**PAGE EXTRACT:**

==*==

More than one-third (36 percent) of HIV-infected parents fear transmitting HIV to their children, and 42 percent fear catching an infection from their children, according to a recent study. These fears, which seemed to be based on the faulty notion that saliva could transmit HIV, limited some parent-child interactions, particularly among Spanish-speaking Hispanic parents. For example, parents rarely withheld interactions that did not involve the potential exchange of saliva, such as hugging and kissing on the cheeks. However, more than one-quarter of parents restricted interactions involving potential saliva exchange such as kissing on the lips and sharing eating utensils.

Clearly more works needs to be done to reassure parents about the limited transmissibility of HIV, note the researchers. For their study, which was supported in part by the Agency for Healthcare Research and Quality (HS08578), they conducted in-person interviews with 344 parents who participated in the HIV Cost and Services Utilization Study, a nationally representative sample of adults receiving health care for HIV in the United States.

Overall, 25 percent of parents avoided interactions with their child Ňa lotÓ due to fear of passing HIV to their child; 18.8 percent avoided kissing their child on the lips, 14.5 percent avoided sharing utensils, 1.3 percent avoided hugging their child, and 1.1 percent avoided kissing their child on the cheek. Avoidance was especially prevalent among parents interviewed in Spanish (78 percent) vs. English (23 percent). Also, 19 percent of parents avoided interactions with their children "a lot" for fear of catching an infection, including kissing on the lips (16 percent) sharing utensils (13 percent), hugging (0.9 percent), and kissing on the cheek (0.8 percent). Overall, 58 percent of parents reported some contact avoidance (either a little or a lot) due to these fears.

See "Hugs and kisses," by Mark A. Schuster, M.D., Ph.D., Megan K. Beckett, Ph.D., Rosalie Corona, Ph.D., and Annie J. Zhou, M.S., in the February 2005 Archives of Pediatric and Adolescent Medicine 159, pp. 173-179.

==*==

Do these statements agree with the study summary? 1. The researchers interviewed 344 parents in person. 2. The Agency for Healthcare Research and Quality paid for the study in full. 3. Parents commonly held back from hugging their children. Answer yes or no for each, quoting the deciding words. Answer from the study summary alone.

==*==

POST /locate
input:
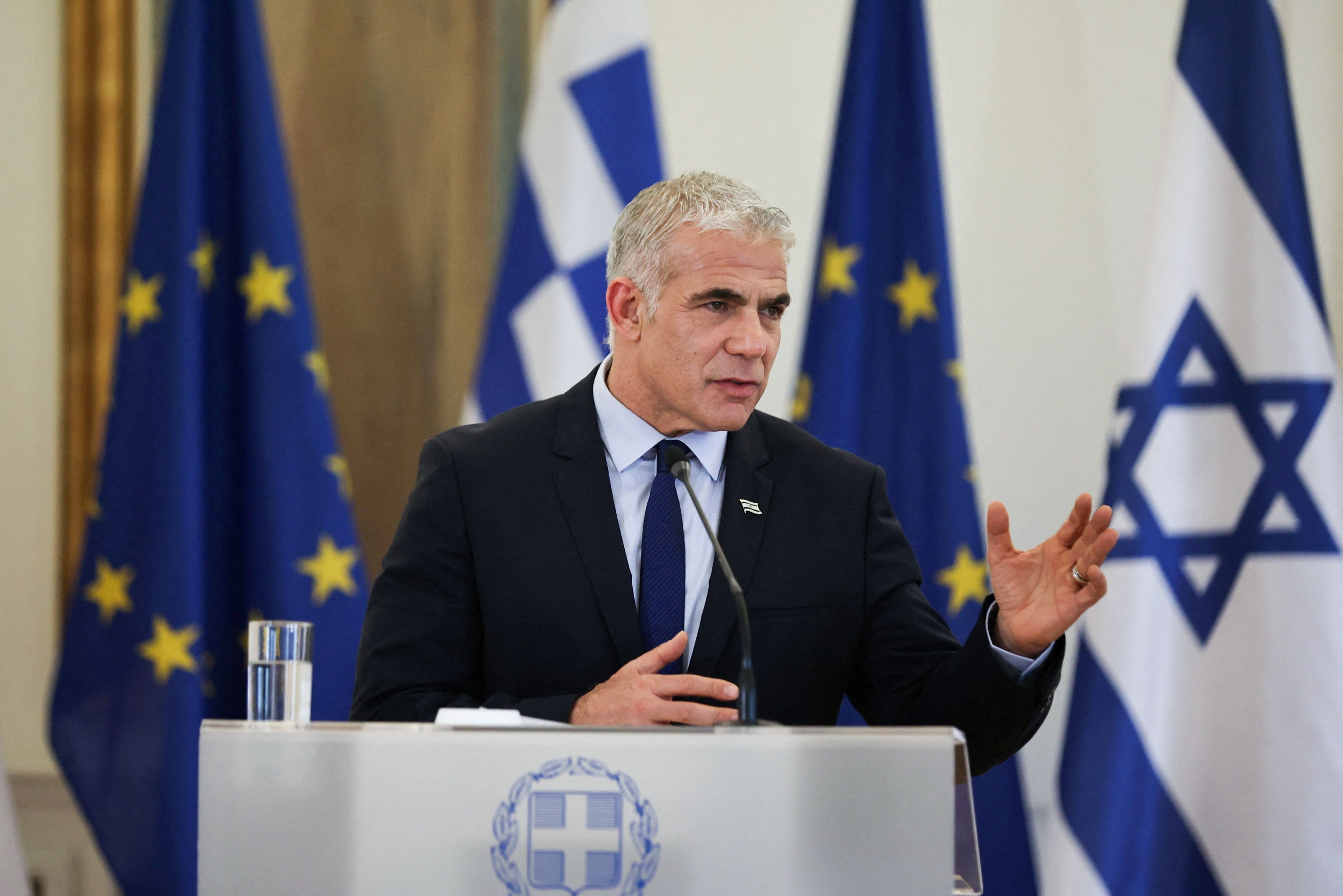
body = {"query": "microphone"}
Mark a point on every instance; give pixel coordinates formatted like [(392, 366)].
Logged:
[(680, 468)]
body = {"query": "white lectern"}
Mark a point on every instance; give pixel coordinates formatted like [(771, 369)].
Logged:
[(411, 809)]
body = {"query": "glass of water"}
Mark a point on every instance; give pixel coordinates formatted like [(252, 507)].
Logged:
[(280, 671)]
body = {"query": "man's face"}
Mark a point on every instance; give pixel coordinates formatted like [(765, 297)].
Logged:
[(706, 356)]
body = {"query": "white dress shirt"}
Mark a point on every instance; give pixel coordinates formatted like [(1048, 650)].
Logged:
[(632, 465)]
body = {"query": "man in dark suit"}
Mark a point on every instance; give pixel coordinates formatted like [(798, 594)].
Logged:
[(548, 562)]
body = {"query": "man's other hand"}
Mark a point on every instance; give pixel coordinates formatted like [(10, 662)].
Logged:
[(637, 695)]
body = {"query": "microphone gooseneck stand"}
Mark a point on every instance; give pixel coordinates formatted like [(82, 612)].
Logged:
[(680, 468)]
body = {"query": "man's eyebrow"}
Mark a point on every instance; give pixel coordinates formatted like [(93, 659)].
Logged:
[(719, 295), (727, 295)]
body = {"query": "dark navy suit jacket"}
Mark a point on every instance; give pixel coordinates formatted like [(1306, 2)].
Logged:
[(507, 586)]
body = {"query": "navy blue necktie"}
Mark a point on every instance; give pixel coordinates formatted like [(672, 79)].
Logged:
[(663, 567)]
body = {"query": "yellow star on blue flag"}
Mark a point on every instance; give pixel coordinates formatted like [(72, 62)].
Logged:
[(221, 469)]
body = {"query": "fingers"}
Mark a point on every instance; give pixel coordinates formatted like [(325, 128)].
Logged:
[(1099, 548), (693, 714), (1095, 589), (1076, 523), (1099, 523), (655, 660), (693, 687), (1000, 537)]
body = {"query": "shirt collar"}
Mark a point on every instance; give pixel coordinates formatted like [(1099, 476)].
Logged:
[(629, 437)]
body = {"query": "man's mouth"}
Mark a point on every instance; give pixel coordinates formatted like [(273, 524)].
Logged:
[(738, 387)]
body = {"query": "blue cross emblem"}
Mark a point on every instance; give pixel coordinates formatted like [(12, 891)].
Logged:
[(574, 840), (1278, 415)]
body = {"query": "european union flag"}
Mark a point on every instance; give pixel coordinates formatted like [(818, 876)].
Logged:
[(223, 494), (880, 371)]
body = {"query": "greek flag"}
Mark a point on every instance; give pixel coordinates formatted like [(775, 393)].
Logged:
[(1203, 754), (589, 145)]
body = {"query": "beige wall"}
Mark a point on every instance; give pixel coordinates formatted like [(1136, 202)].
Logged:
[(1051, 116), (30, 339)]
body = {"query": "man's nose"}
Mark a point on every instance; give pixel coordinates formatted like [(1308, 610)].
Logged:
[(749, 338)]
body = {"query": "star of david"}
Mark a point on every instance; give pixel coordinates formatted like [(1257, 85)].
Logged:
[(1279, 452)]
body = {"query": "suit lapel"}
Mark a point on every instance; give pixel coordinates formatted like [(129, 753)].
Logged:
[(741, 534), (585, 489)]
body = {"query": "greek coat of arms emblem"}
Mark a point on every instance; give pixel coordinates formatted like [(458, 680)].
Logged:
[(575, 827)]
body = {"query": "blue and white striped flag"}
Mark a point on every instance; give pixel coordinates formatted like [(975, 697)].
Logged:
[(1205, 739), (589, 145)]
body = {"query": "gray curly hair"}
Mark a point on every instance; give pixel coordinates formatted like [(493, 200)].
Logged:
[(701, 199)]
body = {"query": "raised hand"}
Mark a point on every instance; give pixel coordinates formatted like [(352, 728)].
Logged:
[(637, 695), (1039, 598)]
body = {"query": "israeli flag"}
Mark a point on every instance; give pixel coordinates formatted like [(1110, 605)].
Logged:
[(589, 145), (1205, 739)]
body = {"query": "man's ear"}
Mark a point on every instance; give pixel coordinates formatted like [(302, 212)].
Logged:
[(625, 305)]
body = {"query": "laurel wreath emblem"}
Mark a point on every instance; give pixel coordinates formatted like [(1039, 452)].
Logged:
[(644, 828)]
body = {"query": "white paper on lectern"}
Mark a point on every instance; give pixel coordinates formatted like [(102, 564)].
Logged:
[(440, 810), (13, 875), (491, 719)]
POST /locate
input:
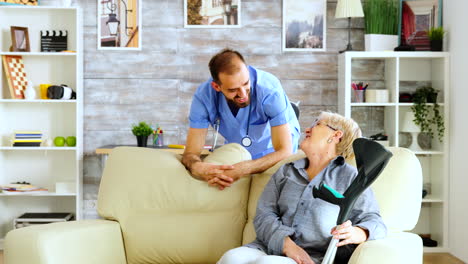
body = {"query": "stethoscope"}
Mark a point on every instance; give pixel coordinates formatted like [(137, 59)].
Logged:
[(246, 141)]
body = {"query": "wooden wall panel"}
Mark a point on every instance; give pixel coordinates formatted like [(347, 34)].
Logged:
[(156, 84)]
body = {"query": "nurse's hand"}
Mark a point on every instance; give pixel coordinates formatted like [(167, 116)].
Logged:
[(298, 254), (214, 174), (349, 234)]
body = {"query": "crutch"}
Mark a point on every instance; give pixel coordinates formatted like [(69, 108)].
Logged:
[(371, 159)]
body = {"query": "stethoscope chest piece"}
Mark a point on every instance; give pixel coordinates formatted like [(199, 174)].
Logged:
[(246, 141)]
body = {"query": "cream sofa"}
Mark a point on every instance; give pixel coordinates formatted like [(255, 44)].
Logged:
[(156, 213)]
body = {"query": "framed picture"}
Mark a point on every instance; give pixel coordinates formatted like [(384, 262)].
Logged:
[(417, 17), (304, 25), (19, 2), (19, 39), (119, 24), (212, 13), (16, 75)]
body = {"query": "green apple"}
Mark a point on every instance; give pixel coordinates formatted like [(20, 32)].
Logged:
[(59, 141), (71, 141)]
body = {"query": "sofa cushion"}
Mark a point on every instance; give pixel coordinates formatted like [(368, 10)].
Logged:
[(166, 216)]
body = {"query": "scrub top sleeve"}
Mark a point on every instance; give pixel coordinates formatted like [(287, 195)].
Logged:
[(276, 107), (198, 117)]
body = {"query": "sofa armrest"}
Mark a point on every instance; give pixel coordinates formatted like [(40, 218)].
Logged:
[(398, 247), (76, 242)]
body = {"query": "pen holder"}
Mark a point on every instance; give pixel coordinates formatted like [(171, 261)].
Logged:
[(158, 140), (358, 96)]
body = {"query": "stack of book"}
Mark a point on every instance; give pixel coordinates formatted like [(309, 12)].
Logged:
[(27, 139), (29, 219), (22, 188)]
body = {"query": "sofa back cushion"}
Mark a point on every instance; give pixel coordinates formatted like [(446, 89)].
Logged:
[(165, 215), (397, 190)]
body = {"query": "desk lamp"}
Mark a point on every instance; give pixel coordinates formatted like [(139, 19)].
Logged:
[(348, 9)]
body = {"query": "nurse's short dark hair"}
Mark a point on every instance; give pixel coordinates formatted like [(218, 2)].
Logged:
[(223, 62)]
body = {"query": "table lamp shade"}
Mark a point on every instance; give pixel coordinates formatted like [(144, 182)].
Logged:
[(408, 124), (349, 8)]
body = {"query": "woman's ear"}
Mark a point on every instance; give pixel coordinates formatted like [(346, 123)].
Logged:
[(338, 135)]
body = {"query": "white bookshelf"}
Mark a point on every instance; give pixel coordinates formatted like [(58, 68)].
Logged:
[(46, 165), (404, 72)]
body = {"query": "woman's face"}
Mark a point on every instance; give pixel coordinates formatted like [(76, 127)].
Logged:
[(317, 135)]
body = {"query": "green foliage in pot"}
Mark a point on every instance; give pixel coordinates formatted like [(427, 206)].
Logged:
[(142, 129), (426, 115), (436, 33), (382, 16)]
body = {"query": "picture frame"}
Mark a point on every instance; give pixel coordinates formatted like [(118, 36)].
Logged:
[(304, 25), (19, 39), (416, 17), (212, 14), (119, 25), (16, 75), (19, 2)]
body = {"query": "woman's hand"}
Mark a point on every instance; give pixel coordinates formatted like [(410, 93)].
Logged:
[(349, 234), (299, 255)]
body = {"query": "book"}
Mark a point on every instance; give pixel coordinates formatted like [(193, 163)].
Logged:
[(16, 188), (27, 144), (44, 217)]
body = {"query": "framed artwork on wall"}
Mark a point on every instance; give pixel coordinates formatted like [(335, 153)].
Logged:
[(19, 39), (119, 24), (417, 17), (19, 2), (212, 13), (304, 25)]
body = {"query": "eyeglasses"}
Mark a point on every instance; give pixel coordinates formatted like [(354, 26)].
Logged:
[(317, 123)]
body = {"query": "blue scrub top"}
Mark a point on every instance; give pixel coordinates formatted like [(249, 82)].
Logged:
[(270, 107)]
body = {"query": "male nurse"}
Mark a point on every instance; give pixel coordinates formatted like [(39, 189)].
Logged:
[(247, 106)]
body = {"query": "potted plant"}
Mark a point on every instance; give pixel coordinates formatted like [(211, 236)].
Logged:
[(381, 24), (427, 112), (436, 36), (142, 131)]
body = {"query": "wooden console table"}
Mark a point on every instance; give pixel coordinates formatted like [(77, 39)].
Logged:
[(104, 151)]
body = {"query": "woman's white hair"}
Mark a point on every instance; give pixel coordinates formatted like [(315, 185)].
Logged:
[(350, 130)]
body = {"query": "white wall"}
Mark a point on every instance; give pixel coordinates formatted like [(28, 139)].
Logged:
[(456, 22)]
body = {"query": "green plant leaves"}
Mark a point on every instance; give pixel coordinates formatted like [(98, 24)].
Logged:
[(427, 115), (382, 16)]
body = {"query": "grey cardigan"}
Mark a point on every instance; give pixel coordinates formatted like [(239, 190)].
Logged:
[(287, 208)]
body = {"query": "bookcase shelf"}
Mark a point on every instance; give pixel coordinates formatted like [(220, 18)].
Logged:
[(42, 166), (404, 72), (58, 54)]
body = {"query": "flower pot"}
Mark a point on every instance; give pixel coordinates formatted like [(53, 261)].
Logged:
[(142, 141), (379, 42), (436, 45)]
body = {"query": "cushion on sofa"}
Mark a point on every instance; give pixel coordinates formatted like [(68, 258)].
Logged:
[(166, 216)]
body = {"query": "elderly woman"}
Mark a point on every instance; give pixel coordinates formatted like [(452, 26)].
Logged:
[(294, 227)]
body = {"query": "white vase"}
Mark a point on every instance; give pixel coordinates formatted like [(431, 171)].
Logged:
[(379, 42)]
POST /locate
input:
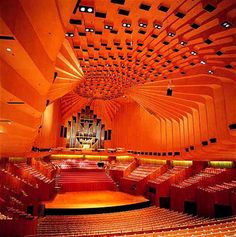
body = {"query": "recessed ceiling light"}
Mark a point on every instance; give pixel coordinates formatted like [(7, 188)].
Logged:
[(90, 9), (157, 26), (171, 34), (183, 43), (226, 24), (141, 24)]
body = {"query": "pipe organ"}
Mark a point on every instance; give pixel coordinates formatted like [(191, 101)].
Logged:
[(85, 130)]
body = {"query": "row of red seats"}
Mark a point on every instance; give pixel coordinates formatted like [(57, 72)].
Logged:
[(137, 221)]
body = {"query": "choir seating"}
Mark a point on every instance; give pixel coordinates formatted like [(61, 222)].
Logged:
[(73, 164), (135, 182), (45, 168), (85, 181), (121, 169), (158, 189)]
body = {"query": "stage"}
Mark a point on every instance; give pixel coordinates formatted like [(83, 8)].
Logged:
[(88, 202)]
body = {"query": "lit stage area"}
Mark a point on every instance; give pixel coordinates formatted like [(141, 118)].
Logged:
[(88, 202)]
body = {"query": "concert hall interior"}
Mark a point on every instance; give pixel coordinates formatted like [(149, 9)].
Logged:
[(117, 118)]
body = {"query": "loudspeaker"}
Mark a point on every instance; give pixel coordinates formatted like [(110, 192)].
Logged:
[(61, 131), (47, 102), (41, 209), (65, 132), (105, 135), (169, 92)]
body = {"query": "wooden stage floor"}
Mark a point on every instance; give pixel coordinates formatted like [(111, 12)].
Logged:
[(93, 199)]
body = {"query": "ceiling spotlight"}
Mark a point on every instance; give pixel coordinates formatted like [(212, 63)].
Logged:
[(141, 24), (82, 9), (86, 9), (126, 24), (226, 24), (171, 34), (89, 29), (69, 34), (157, 26), (183, 43), (108, 27)]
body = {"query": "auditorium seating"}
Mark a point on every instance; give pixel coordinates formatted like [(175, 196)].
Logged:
[(135, 221), (219, 197), (224, 227), (183, 194)]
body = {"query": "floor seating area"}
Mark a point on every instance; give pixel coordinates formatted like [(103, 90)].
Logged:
[(31, 174), (217, 197), (184, 194), (225, 227), (136, 221), (85, 181)]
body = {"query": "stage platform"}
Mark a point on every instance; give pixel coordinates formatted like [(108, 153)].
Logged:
[(90, 202)]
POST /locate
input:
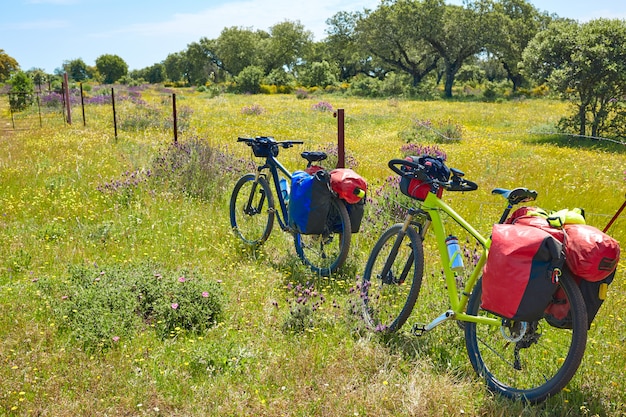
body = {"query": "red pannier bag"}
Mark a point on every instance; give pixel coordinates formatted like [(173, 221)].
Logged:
[(348, 185), (521, 272), (590, 253)]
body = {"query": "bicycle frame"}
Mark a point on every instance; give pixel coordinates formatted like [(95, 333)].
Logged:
[(433, 207), (274, 166)]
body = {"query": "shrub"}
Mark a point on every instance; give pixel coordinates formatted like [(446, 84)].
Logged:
[(99, 307), (196, 168), (254, 109), (323, 106), (249, 80), (22, 90), (187, 304), (304, 301), (434, 131)]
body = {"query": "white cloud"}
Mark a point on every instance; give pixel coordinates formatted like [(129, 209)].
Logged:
[(36, 25), (255, 14)]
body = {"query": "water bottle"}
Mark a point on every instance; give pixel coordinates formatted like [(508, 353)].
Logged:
[(284, 189), (454, 253)]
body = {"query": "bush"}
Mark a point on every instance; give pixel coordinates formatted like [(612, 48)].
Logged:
[(433, 131), (100, 307), (249, 80), (197, 169), (21, 95)]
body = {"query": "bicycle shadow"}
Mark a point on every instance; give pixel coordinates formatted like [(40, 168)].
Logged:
[(444, 352)]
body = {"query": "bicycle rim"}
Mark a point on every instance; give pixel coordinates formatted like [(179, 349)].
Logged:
[(388, 300), (251, 210), (327, 252), (547, 357)]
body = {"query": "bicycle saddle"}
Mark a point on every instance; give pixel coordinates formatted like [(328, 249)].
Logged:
[(314, 156), (516, 195)]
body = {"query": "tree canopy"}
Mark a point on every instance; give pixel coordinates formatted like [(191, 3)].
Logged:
[(111, 68), (8, 65), (586, 64)]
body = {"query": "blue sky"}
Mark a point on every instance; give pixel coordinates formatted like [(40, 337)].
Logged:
[(44, 33)]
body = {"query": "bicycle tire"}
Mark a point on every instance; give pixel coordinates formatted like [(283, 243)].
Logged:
[(252, 225), (388, 302), (327, 252), (548, 356)]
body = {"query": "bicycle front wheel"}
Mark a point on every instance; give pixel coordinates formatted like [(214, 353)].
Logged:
[(327, 252), (538, 365), (392, 279), (252, 210)]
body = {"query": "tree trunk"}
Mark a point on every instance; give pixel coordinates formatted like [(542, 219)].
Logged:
[(582, 115), (449, 82)]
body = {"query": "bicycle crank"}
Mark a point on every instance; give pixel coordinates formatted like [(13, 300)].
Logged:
[(419, 330)]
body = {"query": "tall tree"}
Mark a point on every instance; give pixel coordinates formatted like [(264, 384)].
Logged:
[(455, 32), (8, 65), (76, 69), (286, 45), (391, 33), (238, 48), (201, 64), (342, 45), (586, 64), (21, 93), (175, 66), (111, 68)]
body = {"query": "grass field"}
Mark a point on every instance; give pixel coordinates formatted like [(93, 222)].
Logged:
[(85, 214)]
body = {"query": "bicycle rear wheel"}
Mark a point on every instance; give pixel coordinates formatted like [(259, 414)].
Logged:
[(251, 210), (327, 252), (392, 279), (538, 365)]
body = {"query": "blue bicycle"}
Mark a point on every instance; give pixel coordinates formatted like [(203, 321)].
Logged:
[(253, 209)]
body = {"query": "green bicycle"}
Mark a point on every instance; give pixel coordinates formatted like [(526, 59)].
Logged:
[(520, 360)]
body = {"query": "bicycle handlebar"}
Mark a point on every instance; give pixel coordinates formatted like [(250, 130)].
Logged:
[(418, 171), (269, 140)]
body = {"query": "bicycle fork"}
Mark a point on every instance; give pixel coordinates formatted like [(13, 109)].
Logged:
[(386, 274)]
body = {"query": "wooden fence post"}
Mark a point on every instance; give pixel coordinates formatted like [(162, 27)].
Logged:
[(114, 114), (341, 137)]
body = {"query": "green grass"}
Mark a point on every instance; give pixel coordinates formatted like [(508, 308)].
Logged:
[(53, 217)]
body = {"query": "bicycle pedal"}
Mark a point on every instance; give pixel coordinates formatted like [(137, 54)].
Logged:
[(418, 330)]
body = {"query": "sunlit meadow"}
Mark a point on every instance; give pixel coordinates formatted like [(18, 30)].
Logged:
[(114, 249)]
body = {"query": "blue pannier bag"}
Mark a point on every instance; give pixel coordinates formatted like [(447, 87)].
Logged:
[(309, 202)]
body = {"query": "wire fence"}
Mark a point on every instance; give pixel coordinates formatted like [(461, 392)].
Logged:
[(50, 108)]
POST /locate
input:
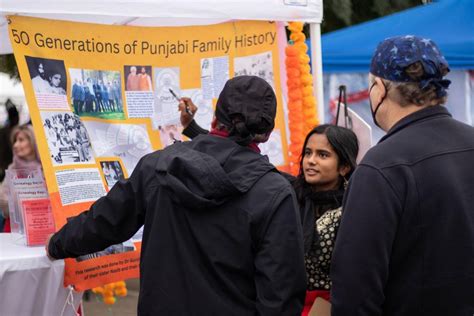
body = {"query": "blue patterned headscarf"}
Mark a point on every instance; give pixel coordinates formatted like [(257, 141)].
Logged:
[(395, 54)]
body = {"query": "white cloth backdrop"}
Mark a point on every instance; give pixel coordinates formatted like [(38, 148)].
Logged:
[(31, 284)]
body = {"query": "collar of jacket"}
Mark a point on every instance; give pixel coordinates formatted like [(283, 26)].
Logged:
[(430, 111)]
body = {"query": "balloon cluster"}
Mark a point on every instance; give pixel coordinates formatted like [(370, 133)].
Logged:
[(109, 291), (302, 115)]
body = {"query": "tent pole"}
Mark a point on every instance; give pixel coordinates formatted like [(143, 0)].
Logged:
[(317, 67)]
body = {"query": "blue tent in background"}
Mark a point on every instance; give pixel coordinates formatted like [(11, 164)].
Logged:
[(449, 23)]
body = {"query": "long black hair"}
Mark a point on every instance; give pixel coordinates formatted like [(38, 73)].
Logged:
[(344, 143)]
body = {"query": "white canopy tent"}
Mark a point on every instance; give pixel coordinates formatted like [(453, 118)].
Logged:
[(174, 13)]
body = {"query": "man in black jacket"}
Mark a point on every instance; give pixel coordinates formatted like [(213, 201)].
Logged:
[(221, 227), (406, 241)]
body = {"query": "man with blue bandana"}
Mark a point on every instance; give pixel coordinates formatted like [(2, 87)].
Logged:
[(406, 241)]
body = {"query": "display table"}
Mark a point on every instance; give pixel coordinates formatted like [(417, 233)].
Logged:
[(30, 283)]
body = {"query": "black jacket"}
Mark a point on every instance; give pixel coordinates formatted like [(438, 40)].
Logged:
[(221, 237), (406, 241)]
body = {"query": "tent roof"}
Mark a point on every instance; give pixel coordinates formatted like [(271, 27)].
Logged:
[(449, 23), (158, 12)]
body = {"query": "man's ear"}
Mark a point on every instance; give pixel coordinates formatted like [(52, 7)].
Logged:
[(379, 90)]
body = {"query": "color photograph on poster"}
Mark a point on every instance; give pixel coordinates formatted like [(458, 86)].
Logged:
[(96, 93), (205, 111), (138, 78), (67, 137), (139, 91), (112, 171)]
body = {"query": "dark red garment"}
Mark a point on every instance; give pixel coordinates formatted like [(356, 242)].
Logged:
[(6, 226), (311, 297)]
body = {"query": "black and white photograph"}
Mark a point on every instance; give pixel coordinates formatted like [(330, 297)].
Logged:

==*==

**SOLUTION TO THE EXERCISE:**
1. Yes: "they conducted in-person interviews with 344 parents"
2. No: "supported in part by the Agency for Healthcare Research and Quality (HS08578)"
3. No: "parents rarely withheld interactions that did not involve the potential exchange of saliva, such as hugging and kissing on the cheeks"